● Extract to read
:::

Understanding the nutrition facts label can help in making healthier choices. However, food labels are quite difficult to decipher, especially after looking at uncommon terms, thus making it confusing to determine if the food item is good or not.
Even though advertising has enabled people to make easier choices by mentioning terms like ‘fresh’, ‘organic’, etc. this necessarily does not mean they are healthy. We will tell you the 8 things to look out for in the nutrition facts label and understanding their calorie count for a meal-
Nutrition Facts Label and Calorie Count: An Overview
Here are the most important facts you should look out for on the label to understand its calorie count and health effects.
- Serving Size
The serving size mentioned on the nutrition facts label will tell you the size of a single serving and the total number of servings in the package. This information is critical as it helps in understanding everything else on the label. Certain manufacturers consider a single-serve food as two servings to make the number appealing to consumers.

:::

● Supplied material
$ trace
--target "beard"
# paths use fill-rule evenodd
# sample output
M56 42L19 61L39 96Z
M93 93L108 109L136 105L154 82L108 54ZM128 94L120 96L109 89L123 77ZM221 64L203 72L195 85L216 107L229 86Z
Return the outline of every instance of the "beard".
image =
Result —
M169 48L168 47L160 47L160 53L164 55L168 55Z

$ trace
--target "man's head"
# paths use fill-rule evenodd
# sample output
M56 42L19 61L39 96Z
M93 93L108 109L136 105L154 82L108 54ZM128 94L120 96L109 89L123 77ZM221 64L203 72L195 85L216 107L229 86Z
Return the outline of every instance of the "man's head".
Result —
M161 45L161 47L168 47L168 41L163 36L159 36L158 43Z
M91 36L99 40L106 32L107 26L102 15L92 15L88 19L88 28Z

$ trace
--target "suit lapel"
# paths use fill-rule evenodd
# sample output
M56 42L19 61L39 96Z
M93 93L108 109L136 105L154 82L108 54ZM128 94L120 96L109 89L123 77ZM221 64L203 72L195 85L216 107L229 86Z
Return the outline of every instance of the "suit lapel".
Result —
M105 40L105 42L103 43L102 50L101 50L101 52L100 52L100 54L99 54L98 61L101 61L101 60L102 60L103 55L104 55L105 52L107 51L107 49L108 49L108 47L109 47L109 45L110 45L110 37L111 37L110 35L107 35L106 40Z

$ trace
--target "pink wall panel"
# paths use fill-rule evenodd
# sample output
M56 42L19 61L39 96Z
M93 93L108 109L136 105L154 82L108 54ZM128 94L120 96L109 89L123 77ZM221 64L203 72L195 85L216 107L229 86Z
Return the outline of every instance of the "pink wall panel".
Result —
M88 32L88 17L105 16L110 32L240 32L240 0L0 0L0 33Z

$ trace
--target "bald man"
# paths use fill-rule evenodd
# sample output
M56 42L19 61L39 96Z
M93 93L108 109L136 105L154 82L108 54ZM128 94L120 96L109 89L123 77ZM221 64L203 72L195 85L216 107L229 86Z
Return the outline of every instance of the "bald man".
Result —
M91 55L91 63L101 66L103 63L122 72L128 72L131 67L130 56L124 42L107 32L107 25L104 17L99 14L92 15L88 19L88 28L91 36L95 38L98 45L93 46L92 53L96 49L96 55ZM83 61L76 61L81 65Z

:::

● Complete the following
- A) Quote each sentence in the nutrition label article that appears under the heading "Serving Size".
- B) Write the next part of the nutrition label article, starting right after its last sentence.

● Expected responses
- A)
- The serving size mentioned on the nutrition facts label will tell you the size of a single serving and the total number of servings in the package.
- This information is critical as it helps in understanding everything else on the label.
- Certain manufacturers consider a single-serve food as two servings to make the number appealing to consumers.

- B)
- Dietary Fiber
Dietary fiber is the portion from the food that cannot be completely broken down by human digestive enzymes. In most cases, it is ideal to consume at least 25 grams of dietary fiber in your daily diet due to its low calorie count. For a food that is rich in dietary fiber, the nutrition fact label must reflect at least 5 grams per serving.
- % Daily Value
The % Daily Value is the percentage of the contribution of nutrients from the specific food item. The rough percentage gives a fair idea of a certain nutrient that the food supplies. Choosing foods with lower % DV will limit the intake of a particular nutrient whereas higher % DV will help in consuming more of a nutrient.
- Calorie Count
The calories on the nutrition label are generally for a single serving. Even though it is written in big and bold letters, sometimes it becomes difficult to comprehend the number. After assessing the calorie count for a single serving, understand the amount of calorie intake for the entire package.
- Sodium per serving
As a food ingredient, sodium has different uses. In fact, various food additives including monosodium glutamate (MSG), sodium bicarbonate (baking soda), and others, too have sodium in it. As per health experts, sodium should be limited to 2,300 mg per day (less than 1 tablespoon) for healthy adults and 1500 mg for people with high blood pressure.
Fat has more calorie count per gram than any other nutrient including carbs or proteins. All fats have 9 calories/ gram. When looking at the nutrition facts label, it is important to choose food items that have unsaturated fats and less saturated and trans fats.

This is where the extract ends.